◆ What the task asks:
The answer must be every entry below, word for word, with the pictures left out.

╭─ Input data

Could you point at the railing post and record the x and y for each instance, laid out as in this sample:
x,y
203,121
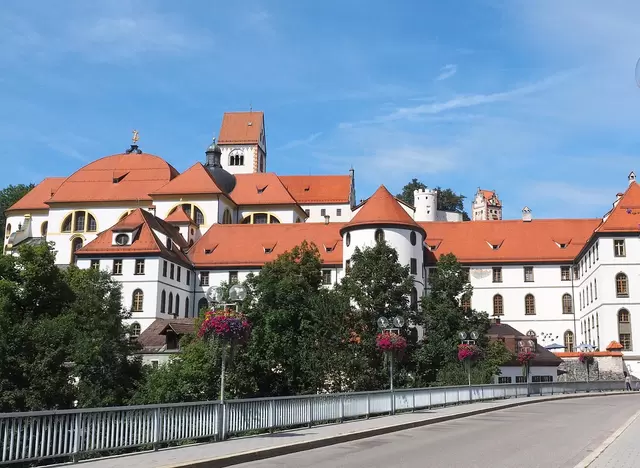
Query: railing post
x,y
76,436
156,428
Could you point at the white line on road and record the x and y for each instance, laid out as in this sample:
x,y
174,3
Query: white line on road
x,y
589,459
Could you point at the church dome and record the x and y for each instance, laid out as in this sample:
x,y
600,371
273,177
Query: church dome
x,y
121,177
223,179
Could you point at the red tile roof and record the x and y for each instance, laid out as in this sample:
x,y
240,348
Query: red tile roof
x,y
244,244
382,209
194,181
145,241
519,241
241,128
319,189
625,216
38,196
121,177
260,189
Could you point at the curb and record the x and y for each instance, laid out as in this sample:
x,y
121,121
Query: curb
x,y
261,454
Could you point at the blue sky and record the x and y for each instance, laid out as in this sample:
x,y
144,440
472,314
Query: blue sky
x,y
536,100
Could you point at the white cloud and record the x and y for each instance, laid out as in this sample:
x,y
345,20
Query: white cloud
x,y
447,72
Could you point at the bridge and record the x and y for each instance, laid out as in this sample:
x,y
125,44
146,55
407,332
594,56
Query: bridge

╰─

◆ Completed task:
Could you point at the railing post and record the x and y for each instance, laid out as in this sample:
x,y
203,121
Query: railing post
x,y
76,436
156,428
Could you point at the white line on road and record the x and y for each instance, laid out as in this sample:
x,y
174,3
Query: white line on road
x,y
589,459
Could you point at the church dome and record the x and y for each instance, laid out as in this sample:
x,y
600,371
273,177
Query: church dome
x,y
121,177
223,179
Could you point at the red tile roof and record the x and y for each instance, laid out as in this sample:
x,y
240,348
Query: red tile roof
x,y
244,244
382,209
194,181
145,241
519,241
241,128
319,189
625,216
38,196
121,177
260,189
Could you point at the curb and record the x and y for each instance, laid out as in this sample:
x,y
121,121
Query: curb
x,y
261,454
Could you point at the blue sky and record the x and y for each instance, laid out as in this sample:
x,y
144,440
472,314
Query: blue sky
x,y
536,100
Could you point at the white cloud and record the x and y for each instance, laid out as in this sample:
x,y
345,20
Query: white cloud
x,y
447,72
Could you point at the bridge and record the x and y for each instance, laid out as in this sample:
x,y
125,44
146,55
407,332
594,56
Query: bridge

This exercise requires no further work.